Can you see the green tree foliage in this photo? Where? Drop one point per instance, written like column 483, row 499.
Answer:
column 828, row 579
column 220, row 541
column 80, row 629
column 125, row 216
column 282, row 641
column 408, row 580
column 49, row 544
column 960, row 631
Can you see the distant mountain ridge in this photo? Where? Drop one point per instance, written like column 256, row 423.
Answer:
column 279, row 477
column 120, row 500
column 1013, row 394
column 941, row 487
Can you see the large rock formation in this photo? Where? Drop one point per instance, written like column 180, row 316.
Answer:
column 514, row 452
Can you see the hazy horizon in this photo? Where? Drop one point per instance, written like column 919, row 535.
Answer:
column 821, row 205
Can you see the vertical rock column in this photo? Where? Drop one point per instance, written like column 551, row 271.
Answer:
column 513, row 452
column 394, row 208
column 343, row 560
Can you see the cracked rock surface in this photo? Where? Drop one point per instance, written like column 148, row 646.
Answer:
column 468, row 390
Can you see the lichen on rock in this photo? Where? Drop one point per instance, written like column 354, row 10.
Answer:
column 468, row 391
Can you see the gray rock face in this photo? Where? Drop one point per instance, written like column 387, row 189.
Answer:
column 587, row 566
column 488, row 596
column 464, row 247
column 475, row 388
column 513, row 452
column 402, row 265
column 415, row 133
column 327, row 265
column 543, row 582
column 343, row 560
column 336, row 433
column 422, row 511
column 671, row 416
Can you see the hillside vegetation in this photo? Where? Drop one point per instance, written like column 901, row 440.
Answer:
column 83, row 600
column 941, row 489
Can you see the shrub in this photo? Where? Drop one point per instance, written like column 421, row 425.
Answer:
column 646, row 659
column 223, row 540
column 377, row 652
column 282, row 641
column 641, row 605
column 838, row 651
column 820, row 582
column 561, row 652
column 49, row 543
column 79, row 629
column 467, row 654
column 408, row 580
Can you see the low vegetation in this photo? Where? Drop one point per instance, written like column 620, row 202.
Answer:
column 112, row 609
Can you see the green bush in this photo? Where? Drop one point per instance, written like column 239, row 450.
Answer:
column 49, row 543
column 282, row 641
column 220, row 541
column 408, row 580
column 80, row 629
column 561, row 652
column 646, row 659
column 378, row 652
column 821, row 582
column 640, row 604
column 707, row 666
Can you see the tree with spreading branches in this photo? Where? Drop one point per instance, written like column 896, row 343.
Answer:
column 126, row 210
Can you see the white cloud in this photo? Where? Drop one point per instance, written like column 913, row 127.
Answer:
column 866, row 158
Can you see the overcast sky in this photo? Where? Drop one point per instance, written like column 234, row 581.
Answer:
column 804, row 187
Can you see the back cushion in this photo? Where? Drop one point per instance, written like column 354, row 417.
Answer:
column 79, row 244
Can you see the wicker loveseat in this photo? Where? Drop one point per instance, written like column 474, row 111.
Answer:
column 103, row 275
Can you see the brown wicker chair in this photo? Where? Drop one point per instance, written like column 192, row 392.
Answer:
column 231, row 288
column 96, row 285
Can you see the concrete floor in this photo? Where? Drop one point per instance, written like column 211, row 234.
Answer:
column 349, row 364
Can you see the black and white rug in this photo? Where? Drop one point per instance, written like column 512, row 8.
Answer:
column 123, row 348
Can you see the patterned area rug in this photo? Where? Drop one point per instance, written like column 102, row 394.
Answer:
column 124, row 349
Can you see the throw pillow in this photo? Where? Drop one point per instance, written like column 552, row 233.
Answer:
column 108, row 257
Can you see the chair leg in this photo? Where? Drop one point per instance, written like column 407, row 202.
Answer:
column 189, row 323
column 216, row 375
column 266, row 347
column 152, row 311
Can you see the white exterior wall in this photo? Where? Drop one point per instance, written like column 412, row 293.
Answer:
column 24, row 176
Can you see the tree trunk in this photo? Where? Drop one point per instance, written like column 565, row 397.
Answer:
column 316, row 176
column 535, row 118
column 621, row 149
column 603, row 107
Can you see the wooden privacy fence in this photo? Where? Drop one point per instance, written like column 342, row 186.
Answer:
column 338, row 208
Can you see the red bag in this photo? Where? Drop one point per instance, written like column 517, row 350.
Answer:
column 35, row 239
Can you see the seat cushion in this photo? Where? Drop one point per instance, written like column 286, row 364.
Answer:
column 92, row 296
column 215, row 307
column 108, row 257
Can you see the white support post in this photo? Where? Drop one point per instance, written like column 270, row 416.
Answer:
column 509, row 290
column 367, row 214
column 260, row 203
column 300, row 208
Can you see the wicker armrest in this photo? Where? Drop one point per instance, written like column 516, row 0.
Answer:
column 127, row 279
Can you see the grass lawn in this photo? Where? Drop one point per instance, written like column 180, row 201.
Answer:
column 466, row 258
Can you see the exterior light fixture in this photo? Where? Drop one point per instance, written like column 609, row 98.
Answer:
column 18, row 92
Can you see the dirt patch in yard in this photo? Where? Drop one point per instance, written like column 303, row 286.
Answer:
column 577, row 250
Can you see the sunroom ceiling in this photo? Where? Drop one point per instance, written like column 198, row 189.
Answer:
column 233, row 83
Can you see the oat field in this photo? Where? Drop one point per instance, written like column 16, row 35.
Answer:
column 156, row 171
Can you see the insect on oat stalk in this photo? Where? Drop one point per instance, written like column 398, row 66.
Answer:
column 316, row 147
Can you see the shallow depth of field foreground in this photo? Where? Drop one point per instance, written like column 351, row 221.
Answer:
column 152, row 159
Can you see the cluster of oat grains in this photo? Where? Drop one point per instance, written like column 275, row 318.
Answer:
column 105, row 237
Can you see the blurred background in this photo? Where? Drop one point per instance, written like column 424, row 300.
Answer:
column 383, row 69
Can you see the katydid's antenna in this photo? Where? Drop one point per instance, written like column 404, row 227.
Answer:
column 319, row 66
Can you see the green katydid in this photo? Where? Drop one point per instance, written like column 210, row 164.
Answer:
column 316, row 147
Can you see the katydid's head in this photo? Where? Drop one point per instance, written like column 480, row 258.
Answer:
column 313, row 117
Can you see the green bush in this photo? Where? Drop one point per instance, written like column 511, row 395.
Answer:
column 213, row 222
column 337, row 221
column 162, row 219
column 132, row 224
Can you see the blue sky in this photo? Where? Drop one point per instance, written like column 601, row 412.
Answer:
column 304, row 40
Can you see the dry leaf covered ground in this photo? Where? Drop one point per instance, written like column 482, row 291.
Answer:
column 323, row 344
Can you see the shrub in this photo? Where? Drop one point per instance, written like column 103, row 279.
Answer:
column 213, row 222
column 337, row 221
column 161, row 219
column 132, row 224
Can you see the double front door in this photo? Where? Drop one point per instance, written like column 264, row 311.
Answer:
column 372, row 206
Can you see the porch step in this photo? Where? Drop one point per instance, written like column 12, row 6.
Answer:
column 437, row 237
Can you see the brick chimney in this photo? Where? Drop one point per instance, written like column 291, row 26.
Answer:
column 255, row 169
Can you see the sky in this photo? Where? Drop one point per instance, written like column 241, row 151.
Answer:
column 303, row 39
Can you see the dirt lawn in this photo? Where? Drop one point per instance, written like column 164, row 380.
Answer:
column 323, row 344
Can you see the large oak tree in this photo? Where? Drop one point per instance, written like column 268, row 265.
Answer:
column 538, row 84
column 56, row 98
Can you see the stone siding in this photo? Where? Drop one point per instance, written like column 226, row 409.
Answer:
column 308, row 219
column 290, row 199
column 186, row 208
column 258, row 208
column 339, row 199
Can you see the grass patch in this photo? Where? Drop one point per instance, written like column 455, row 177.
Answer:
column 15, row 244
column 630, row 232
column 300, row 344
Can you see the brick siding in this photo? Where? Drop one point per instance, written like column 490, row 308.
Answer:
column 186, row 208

--

## EXERCISE DESCRIPTION
Quote every line of the listing above word for word.

## RESULT OF THE TASK
Can you see the green tree foliage in this photo? Where? Drop one point per instance, written like column 483, row 499.
Answer:
column 828, row 579
column 220, row 541
column 80, row 629
column 125, row 216
column 282, row 641
column 408, row 580
column 49, row 544
column 960, row 631
Can you see the distant mountain ridge in this photo? Where? Drop one point per instance, written like column 256, row 423.
Answer:
column 279, row 477
column 120, row 500
column 1013, row 394
column 941, row 487
Can you see the large rock formation in this photo? Where? Drop one point per instance, written like column 180, row 316.
Answer:
column 514, row 452
Can you see the hazy horizon in this photo? Where? Drop one point per instance, written like column 919, row 535.
Answer:
column 821, row 205
Can you see the vertical rock column in this photo? Where? Drop one point per instance, written like column 551, row 271.
Answer:
column 513, row 452
column 394, row 208
column 343, row 560
Can you see the cracked rock surface in this photo? Where? Drop one point per instance, written like column 148, row 646.
Answer:
column 468, row 390
Can you see the lichen on rock in this photo? Where? Drop one point per instance, written like column 354, row 10.
Answer:
column 468, row 391
Can you see the gray rock face in this photo? Where? Drop one point per instance, written like column 387, row 189.
Answer:
column 587, row 566
column 488, row 596
column 464, row 247
column 475, row 388
column 513, row 452
column 402, row 265
column 415, row 133
column 327, row 265
column 543, row 582
column 343, row 560
column 336, row 433
column 422, row 511
column 671, row 416
Can you see the hillside vegetation in this photo? Where? Drop one point per instance, written like column 901, row 440.
Answer:
column 83, row 600
column 941, row 489
Can you see the shrub in this photo? Where? Drop one point per instance, written like column 421, row 425.
Answer:
column 646, row 659
column 223, row 540
column 377, row 652
column 282, row 641
column 641, row 605
column 838, row 651
column 820, row 582
column 561, row 652
column 49, row 543
column 79, row 629
column 467, row 654
column 408, row 580
Can you see the low vegetation in this photo? Where? Drop one point per instance, written like column 620, row 202.
Answer:
column 112, row 609
Can you see the green bush in this photo? Where? Drop one point per instance, written like column 239, row 450.
Answer:
column 49, row 543
column 282, row 641
column 220, row 541
column 408, row 580
column 80, row 629
column 561, row 652
column 646, row 659
column 378, row 652
column 821, row 582
column 640, row 604
column 707, row 666
Can you see the tree with spreading branches in this photo? Where? Drop one point per instance, written like column 896, row 343.
Answer:
column 126, row 210
Can you see the white cloud in this photo? Where? Drop one point per instance, written like column 913, row 127.
Answer:
column 866, row 158
Can you see the overcast sky in this photo? Where? Drop one point per instance, written like column 234, row 581.
Answer:
column 804, row 187
Can you see the back cushion in this photo? Where? Drop one point per instance, written like column 354, row 417.
Answer:
column 79, row 244
Can you see the wicker loveseat in this photo? Where? Drop one point per instance, written like column 474, row 111.
Answer:
column 103, row 275
Can you see the brown wicker chair in this photo? Where? Drop one point per instance, written like column 192, row 392.
Answer:
column 231, row 288
column 96, row 285
Can you see the concrete floor in this photo? Where? Drop one point per instance, written like column 211, row 234.
Answer:
column 349, row 364
Can you see the black and white rug in this photo? Where? Drop one point per instance, written like column 512, row 8.
Answer:
column 123, row 348
Can you see the patterned area rug in this photo? Where? Drop one point per instance, written like column 102, row 394.
Answer:
column 124, row 349
Can you see the throw pillow in this photo? Where? Drop one point per instance, written like column 552, row 233.
Answer:
column 108, row 257
Can you see the chair leg in this photo? Where? Drop one point per instance, written like column 407, row 202.
Answer:
column 189, row 323
column 216, row 375
column 266, row 347
column 152, row 311
Can you see the white exterior wall in this photo? Where? Drop one point per instance, written like column 412, row 293.
Answer:
column 24, row 176
Can you see the tree trunk in this photo? Where? Drop one point per instance, written like column 565, row 397.
Answer:
column 316, row 176
column 535, row 118
column 621, row 149
column 603, row 107
Can you see the wooden privacy fence in this photo? Where? Drop one point per instance, written like column 342, row 186.
Answer:
column 338, row 208
Can you see the red bag in this photo? Where? Drop one point per instance, written like column 517, row 350.
Answer:
column 35, row 239
Can you see the seat cushion in this photo? Where? Drop one point per instance, written like column 286, row 364.
Answer:
column 92, row 296
column 215, row 307
column 108, row 257
Can you see the white support post in this photo? Where? Drop one point per instance, written like column 270, row 416.
Answer:
column 509, row 290
column 367, row 214
column 260, row 203
column 300, row 208
Can you see the wicker armrest in this photo? Where? Drop one point per instance, written like column 516, row 0.
Answer:
column 127, row 279
Can you see the grass lawn in this photo? Where? Drop one point per instance, written like column 180, row 201.
Answer:
column 466, row 258
Can you see the exterior light fixture in this photo? Where? Drop one point per instance, written like column 609, row 98.
Answer:
column 18, row 92
Can you see the dirt patch in yard in this photo? Where? Drop one point per instance, written like column 303, row 286.
Answer:
column 577, row 250
Can you see the sunroom ceiling in this photo? Where? Drop one point per instance, written like column 198, row 189.
Answer:
column 233, row 83
Can you see the oat field in this photo? Where? Drop one point per instance, written like column 16, row 35.
Answer:
column 156, row 171
Can you see the insect on oat stalk in this photo? Where? Drop one point per instance, written like column 398, row 66.
Answer:
column 316, row 147
Can you see the shallow depth of field foreground in this photo? Where? Drop one point per instance, written like column 351, row 221.
Answer:
column 152, row 159
Can you see the cluster of oat grains in this photo? Where? Drop one point per instance, written like column 275, row 318.
Answer:
column 105, row 237
Can you see the blurred background in this photo? Where? Drop one point per instance, written like column 424, row 300.
Answer:
column 383, row 69
Can you see the katydid's antenna in this photo? Where? Drop one point per instance, written like column 404, row 227.
Answer:
column 319, row 66
Can you see the green katydid in this photo? Where? Drop one point per instance, written like column 210, row 164.
Answer:
column 316, row 147
Can you see the katydid's head in this photo? Where? Drop one point per instance, written like column 480, row 258.
Answer:
column 313, row 117
Can you see the green bush in this photo? Where? Drop one point per instance, written like column 511, row 395.
Answer:
column 213, row 222
column 337, row 221
column 162, row 219
column 132, row 224
Can you see the blue sky in this photo? Where? Drop one point per instance, written like column 601, row 412.
Answer:
column 304, row 40
Can you see the dry leaf covered ground in this photo? Where? Drop one point per instance, written like column 482, row 291.
Answer:
column 323, row 344
Can you see the shrub in this photo? Where? Drop one point per instance, written like column 103, row 279.
Answer:
column 213, row 222
column 337, row 221
column 161, row 219
column 132, row 224
Can you see the double front door in this photo? Where? Drop one point per instance, written like column 264, row 311.
Answer:
column 372, row 206
Can you see the porch step in this photo? Where? Drop one point per instance, written like column 12, row 6.
Answer:
column 437, row 237
Can you see the brick chimney in this photo? Where? Drop one point per instance, written like column 291, row 26.
Answer:
column 255, row 169
Can you see the sky in this photo? Where? Drop one point per instance, written like column 241, row 151.
Answer:
column 303, row 39
Can you see the dirt lawn in this photo? Where? Drop one point per instance, written like column 164, row 380.
Answer:
column 323, row 344
Can you see the large oak tree in this photo? Where? Drop one point per instance, written like column 268, row 265.
Answer:
column 538, row 84
column 56, row 98
Can you see the stone siding in this photo? Where? Drop one point per instance, written like column 226, row 409.
Answer:
column 308, row 219
column 290, row 199
column 186, row 208
column 258, row 208
column 339, row 199
Can you see the grass patch in this photo? Where? Drop one point per instance, written like column 455, row 177.
Answer:
column 15, row 244
column 630, row 232
column 300, row 344
Can you see the brick siding in this photo? Where? Drop one point per instance, written like column 490, row 308.
Answer:
column 186, row 208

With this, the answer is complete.